## RECORDS FOR THIS TASK
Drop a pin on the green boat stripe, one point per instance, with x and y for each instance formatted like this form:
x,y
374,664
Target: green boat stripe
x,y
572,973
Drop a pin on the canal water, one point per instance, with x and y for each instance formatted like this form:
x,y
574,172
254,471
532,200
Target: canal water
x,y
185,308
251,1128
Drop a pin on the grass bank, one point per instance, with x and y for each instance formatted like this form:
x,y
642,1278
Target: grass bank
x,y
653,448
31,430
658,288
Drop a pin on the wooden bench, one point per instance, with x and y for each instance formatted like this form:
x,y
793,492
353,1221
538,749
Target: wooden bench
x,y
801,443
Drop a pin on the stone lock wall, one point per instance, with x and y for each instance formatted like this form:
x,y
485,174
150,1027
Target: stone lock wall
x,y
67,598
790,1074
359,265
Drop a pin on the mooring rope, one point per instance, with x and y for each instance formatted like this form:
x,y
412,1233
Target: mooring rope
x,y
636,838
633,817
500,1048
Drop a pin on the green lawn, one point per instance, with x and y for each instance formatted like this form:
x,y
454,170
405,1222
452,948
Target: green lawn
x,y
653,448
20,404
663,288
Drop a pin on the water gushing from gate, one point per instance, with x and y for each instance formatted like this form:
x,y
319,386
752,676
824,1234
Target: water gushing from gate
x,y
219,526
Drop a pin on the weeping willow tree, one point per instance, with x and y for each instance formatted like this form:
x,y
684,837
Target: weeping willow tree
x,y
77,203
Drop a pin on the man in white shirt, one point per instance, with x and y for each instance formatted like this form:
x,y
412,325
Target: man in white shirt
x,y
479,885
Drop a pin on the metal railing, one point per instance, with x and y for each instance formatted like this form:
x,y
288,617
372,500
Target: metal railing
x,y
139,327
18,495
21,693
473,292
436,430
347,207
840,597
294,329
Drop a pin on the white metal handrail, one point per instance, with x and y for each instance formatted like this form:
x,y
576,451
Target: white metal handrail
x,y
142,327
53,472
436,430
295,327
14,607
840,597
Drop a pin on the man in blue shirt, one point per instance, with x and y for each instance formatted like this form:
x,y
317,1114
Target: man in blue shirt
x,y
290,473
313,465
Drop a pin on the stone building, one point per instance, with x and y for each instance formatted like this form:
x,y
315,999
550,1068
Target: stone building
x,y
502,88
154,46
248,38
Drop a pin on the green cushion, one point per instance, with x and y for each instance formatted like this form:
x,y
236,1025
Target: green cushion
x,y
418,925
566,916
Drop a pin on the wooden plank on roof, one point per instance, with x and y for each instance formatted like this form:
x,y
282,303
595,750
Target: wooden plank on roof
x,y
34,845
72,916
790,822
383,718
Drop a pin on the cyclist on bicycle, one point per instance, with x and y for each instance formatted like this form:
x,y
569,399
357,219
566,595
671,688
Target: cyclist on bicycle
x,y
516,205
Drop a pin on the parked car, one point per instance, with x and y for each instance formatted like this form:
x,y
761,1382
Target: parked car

## TASK DETAILS
Restate the data above word for word, please.

## EXERCISE SOLUTION
Drop a pin on the green boat stripe, one point per instance, with x and y for each instance formatted like this form:
x,y
374,664
Target: green boat stripe
x,y
572,973
Drop a pin on the canal water, one point per instance, with x and y for each instance formatted like this form:
x,y
574,172
254,471
532,200
Target: canal water
x,y
185,308
251,1128
Drop a pin on the grass bank, one point per instance, with x and y for each instance formatted like this form:
x,y
642,1278
Target: grass bank
x,y
653,448
31,430
658,288
Drop a pin on the wooden bench, one point per instance, with x and y for each instance formatted like this form:
x,y
793,492
353,1221
538,749
Target: wooden bench
x,y
801,443
Drop a pin on the stone lock wall, one point per instance, with x and y for each instance formatted like this form:
x,y
485,174
150,1027
Target: stone lock wall
x,y
67,598
790,1074
359,265
Drop a pin on the mooring rope, one point per instance, with x and y for each instance formatted like this form:
x,y
412,1233
Target: mooring rope
x,y
636,838
633,817
500,1048
Drop a pin on the green lawn, one point per instance, with x and y for each instance formatted like this form:
x,y
454,170
405,1222
452,948
Target: green lawn
x,y
653,448
20,404
663,288
Drop a pin on the water gushing from gate, one point per instance, with x and y for each instance formatted like this form:
x,y
319,386
752,676
824,1234
Target: water gushing from gate
x,y
219,526
Drop a pin on the weeping willow tree, one point per instance, with x and y for each instance formatted like this form:
x,y
684,837
Target: weeping willow tree
x,y
77,203
Drop a pin on the man in white shirt, one point per instance, with x and y for each instance formatted like this form:
x,y
412,325
Target: man in white shirt
x,y
479,885
Drop a pin on the metal railing, one point per instance, with x and y for each instance formatted like this form:
x,y
288,617
372,500
Target: metal railing
x,y
139,327
18,495
21,693
473,292
436,430
347,207
840,597
294,329
Drop a pin on the white metal handrail, one point per instance, with x and y for each instance formatted like this form:
x,y
576,451
Target: white metal handrail
x,y
142,327
53,472
436,430
295,327
14,607
840,597
Drop a pin on the man in blue shirt, one point per instance, with x and y for each instance formatted like this form:
x,y
317,1114
Target: man in blue shirt
x,y
290,473
313,465
Drop a pin on the stone building, one point per instance, with x and y for each instance formatted like this form:
x,y
315,999
550,1068
Target: stone building
x,y
502,88
154,46
248,38
Drop a pin on the green cushion, one point per instance, with x and y for each instance formatted like this form:
x,y
236,1025
Target: green cushion
x,y
418,925
566,916
Drop a pin on the wooden plank on roof, one point per instance, with x and y for each instance formatted like this form:
x,y
282,303
595,750
Target: wooden plank on roof
x,y
34,845
72,916
790,822
383,718
Drop a pin on the cyclist on bicycle, one point per instance, with x and y for each instance formatted like this form:
x,y
569,399
357,219
566,595
671,688
Target: cyclist on bicycle
x,y
516,205
Drop a pin on the parked car, one point per instance, with x and y for each instance formatted like this form:
x,y
761,1382
Target: parked car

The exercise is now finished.